━━ GIVEN DATA

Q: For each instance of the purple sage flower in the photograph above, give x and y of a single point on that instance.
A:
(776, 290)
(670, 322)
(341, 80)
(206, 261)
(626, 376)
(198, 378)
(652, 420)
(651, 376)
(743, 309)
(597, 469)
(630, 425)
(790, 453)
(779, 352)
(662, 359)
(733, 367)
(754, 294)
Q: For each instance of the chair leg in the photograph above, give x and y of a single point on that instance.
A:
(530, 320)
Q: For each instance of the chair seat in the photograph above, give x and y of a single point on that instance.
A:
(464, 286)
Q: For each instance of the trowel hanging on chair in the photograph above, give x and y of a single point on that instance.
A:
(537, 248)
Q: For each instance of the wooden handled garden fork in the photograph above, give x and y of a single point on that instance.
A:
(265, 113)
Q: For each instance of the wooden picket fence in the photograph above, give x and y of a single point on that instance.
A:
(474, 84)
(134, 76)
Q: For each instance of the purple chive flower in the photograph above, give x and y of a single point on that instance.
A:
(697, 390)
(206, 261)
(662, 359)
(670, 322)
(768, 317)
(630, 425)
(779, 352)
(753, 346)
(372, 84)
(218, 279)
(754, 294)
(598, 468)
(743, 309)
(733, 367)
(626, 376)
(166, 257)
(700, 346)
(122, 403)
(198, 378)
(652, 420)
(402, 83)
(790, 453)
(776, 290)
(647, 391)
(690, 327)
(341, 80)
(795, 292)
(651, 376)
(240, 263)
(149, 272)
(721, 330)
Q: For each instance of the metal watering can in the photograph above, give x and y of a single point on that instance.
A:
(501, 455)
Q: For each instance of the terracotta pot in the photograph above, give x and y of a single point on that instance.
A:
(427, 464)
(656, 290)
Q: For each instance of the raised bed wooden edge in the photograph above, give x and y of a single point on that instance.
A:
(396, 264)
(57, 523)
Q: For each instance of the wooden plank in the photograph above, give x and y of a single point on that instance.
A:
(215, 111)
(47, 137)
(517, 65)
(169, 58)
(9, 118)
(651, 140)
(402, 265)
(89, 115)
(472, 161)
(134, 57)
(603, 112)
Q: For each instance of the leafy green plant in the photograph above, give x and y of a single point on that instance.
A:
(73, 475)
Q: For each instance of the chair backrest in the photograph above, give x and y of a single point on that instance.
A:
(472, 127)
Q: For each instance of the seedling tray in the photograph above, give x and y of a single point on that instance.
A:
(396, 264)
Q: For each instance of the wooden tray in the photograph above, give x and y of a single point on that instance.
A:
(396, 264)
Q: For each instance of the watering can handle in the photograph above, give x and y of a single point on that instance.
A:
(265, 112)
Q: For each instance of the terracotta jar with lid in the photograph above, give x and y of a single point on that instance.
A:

━━━━

Make sure that every entry above is copied out exactly as it stands.

Q: For each instance of the purple sage flower in the photograph above, give x and y of a single point on that instance.
A:
(776, 290)
(670, 322)
(341, 80)
(206, 261)
(626, 376)
(198, 378)
(652, 420)
(651, 376)
(743, 309)
(597, 469)
(630, 425)
(790, 453)
(779, 352)
(662, 359)
(733, 367)
(754, 294)
Q: For each instance of the chair leg in the photograph above, give x and y of a single point on that instance.
A:
(530, 320)
Q: For each instance of the chair seat in the photograph above, give x and y of a single point on that instance.
A:
(464, 286)
Q: For each instance of the trowel hanging on chair in the photograph above, give x and y of a single point on that instance.
A:
(537, 248)
Q: For each instance of the wooden handled garden fork in the photograph above, give x and y of a single point on that instance.
A:
(265, 113)
Q: For each instance of the wooden picket fence in the photograph above, give x and y of a single point on that instance.
A:
(474, 84)
(134, 76)
Q: For each instance of the purple chive flower in the photograph above, give x and y of a single point on that instance.
A:
(697, 390)
(206, 261)
(662, 359)
(670, 322)
(768, 317)
(630, 425)
(779, 352)
(753, 346)
(372, 84)
(218, 279)
(754, 294)
(598, 468)
(743, 309)
(733, 367)
(626, 376)
(166, 257)
(700, 346)
(122, 403)
(198, 378)
(652, 420)
(402, 83)
(790, 453)
(776, 290)
(647, 391)
(690, 327)
(341, 80)
(795, 292)
(651, 376)
(240, 263)
(149, 272)
(721, 330)
Q: For each instance of the metal watering can in the photograph above, give x and y of a single point on that instance.
A:
(501, 455)
Q: For each instance of the terracotta pot in the photograph above, give x and y of a single point on that instance.
A:
(427, 464)
(656, 290)
Q: For each instance of the raised bed wooden edge in the photograph above, give x and y of a single point on that instance.
A:
(396, 264)
(57, 523)
Q: For each instance of the wooden plank in the photograph above, give x and y of a single point on that instance.
A:
(215, 111)
(47, 137)
(517, 65)
(169, 58)
(9, 118)
(651, 140)
(402, 265)
(89, 115)
(472, 161)
(134, 57)
(603, 112)
Q: For each instance of the leafy green plant in the photograph above, give x and y of a single point on that instance.
A:
(73, 475)
Q: For each instance of the chair backrest in the photograph above, give x and y of a single point on that instance.
A:
(472, 127)
Q: For each instance of the seedling tray in the photograph above, give x and y of a single point on that instance.
A:
(396, 264)
Q: For each instance of the wooden tray in the photograph above, give x and y of a single point on that instance.
A:
(396, 264)
Q: For each instance of the watering can handle in the photograph above, give x and y of a single point on that instance.
A:
(265, 112)
Q: For each instance of the terracotta jar with lid in the photograph above, give x and y of a single point on that instance.
A:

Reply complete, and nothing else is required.